### Текст документа
======

Если считать, что история убийства Бориса и Глеба появилась только в [III], именно к нему следует относить и их предсмертные плачи (21–22). В таком случае плач Глеба оказывается самым ранним упоминанием слез, что, может быть, косвенно подтверждается нетипичным для ПВЛ соединением слов плакатис? и сльзы в одном контексте.
Плачи, связанные с бедствиями, логично отнести к [IV], поскольку в Предисловии к Начальному своду, читающемуся в Новгородской первой летописи младшего извода, содержатся параллели к «Слову о казнях Божих» под 6576 (1068)[55 - Гиппиус А. А. Два начала Начальной летописи: к истории композиции Повести временных лет // Вереница литер: К 60-летию В. М. Живова. М., 2006. С. 67.].
Оставшиеся плачи не поддаются хоть сколько-нибудь уверенному распределению по конкретным пластам, но есть возможность сузить выбор до двух или трех вариантов. Стандартные погребальные плачи, встречающиеся на всем протяжении ПВЛ, по-видимому, относятся и к [II], и к [IV], и к [V]. Их повсеместность лишь подтверждает то, что стандартная модель, по которой они строились, воспринималась как формула. Об этом же говорит предпочтение, отданное ей составителем [V], стремившимся представить Олега самостоятельным князем. Только к «верхним» пластам можно отнести и слезы, всегда в ПВЛ связанные с молитвой: и [IV], и [V] были однозначно монастырскими текстами.
Хотя часть материала осталась вне распределения, из того, что все же удалось распределить, складывается довольно последовательная история развития плачей ПВЛ.
1. Сначала были только «угрюмые» личные плачи, оттеняющие сдержанность правителей-язычников.
2. Далее, с одной стороны, начала формироваться универсальная модель всеобщих плачей над правителями-праведниками; с другой стороны, появились «неправедные» плачи, субъектами которых были наказанные Адам и Ева, «неверный» народ и не утвердившиеся в вере матери. Плач, таким образом, еще не понимался как свойство благочестивых людей.
3. Затем в текст были введены плачи мучеников Бориса и Глеба – в этих плачах семантическое поле горя пересеклось с полем умиленной молитвы и впервые было использовано существительное сльзы.

======

### Исходные данные
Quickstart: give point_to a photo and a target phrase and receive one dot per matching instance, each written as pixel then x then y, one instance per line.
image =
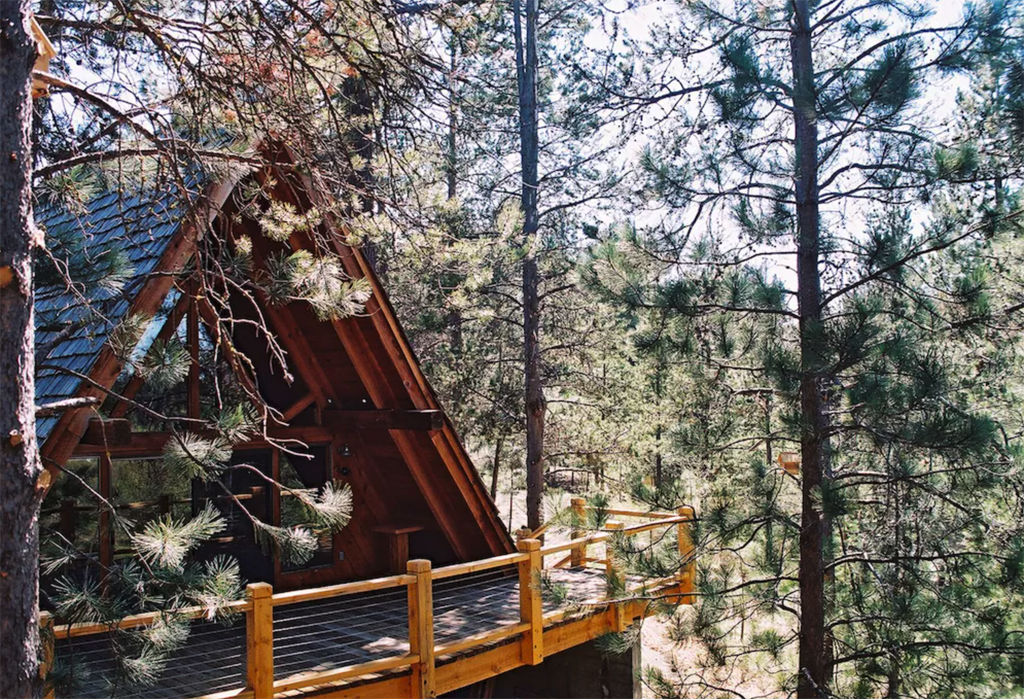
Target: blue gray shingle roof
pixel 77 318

======

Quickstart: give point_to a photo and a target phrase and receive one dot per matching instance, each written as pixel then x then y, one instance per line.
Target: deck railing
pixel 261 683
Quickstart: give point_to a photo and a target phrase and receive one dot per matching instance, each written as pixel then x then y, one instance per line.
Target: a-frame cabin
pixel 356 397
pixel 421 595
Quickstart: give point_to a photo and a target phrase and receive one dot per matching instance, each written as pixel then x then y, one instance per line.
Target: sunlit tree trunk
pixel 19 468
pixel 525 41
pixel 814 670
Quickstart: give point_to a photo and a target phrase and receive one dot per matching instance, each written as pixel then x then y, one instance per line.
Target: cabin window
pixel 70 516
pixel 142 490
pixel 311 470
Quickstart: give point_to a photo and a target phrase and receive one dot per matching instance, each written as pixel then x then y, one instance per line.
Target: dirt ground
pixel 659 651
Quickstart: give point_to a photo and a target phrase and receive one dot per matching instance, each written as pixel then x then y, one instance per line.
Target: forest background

======

### Краткое задание 1
Обновите фрагмент текста о плачах в ПВЛ, который открывается словами «1. Сначала были» и завершается словами «использовано существительное сльзы.», заменив в нем «правителей-язычников» на «князей-язычников».
### Краткое задание 2
Допишите текст о плачах в ПВЛ, начав сразу после его последнего предложения.
Приведенные позиции — самостоятельный материал, не связанный с текстом о плачах в ПВЛ.

### Ожидаемый результат 1
1. Сначала были только «угрюмые» личные плачи, оттеняющие сдержанность князей-язычников.
2. Далее, с одной стороны, начала формироваться универсальная модель всеобщих плачей над правителями-праведниками; с другой стороны, появились «неправедные» плачи, субъектами которых были наказанные Адам и Ева, «неверный» народ и не утвердившиеся в вере матери. Плач, таким образом, еще не понимался как свойство благочестивых людей.
3. Затем в текст были введены плачи мучеников Бориса и Глеба – в этих плачах семантическое поле горя пересеклось с полем умиленной молитвы и впервые было использовано существительное сльзы.

### Ожидаемый результат 2
4. На двух последних стадиях формирования текста появились молитвенные слезы и плачи, вызванные бедствиями. Вместе с тем продолжилось воспроизведение универсальной модели погребальных плачей, которая, впрочем, в зависимости от контекста могла нарушаться и усложняться. За семантическим полем горя закрепилось обозначение плакатис? или плачь, за полем умиленной молитвы – сльзы, и эти обозначения пересекались только в плачах, совмещающих несчастье с молитвой.
5. Позднейшими оказались плачи, противоположные ранним: они тоже были княжескими и личными, но оттеняли уже не сдержанность правителя, а наоборот – его чувствительность, то есть плач был полностью переосмыслен по сравнению с тем, как он понимался вначале.
III. Развитие плачей в летописании XII–XIV веков
Обозначив эволюцию плачей в границах ПВЛ, можно перейти к рассмотрению истории их развития в позднейшем летописании – Киевской, Владимиро-Суздальской и Новгородской традициях.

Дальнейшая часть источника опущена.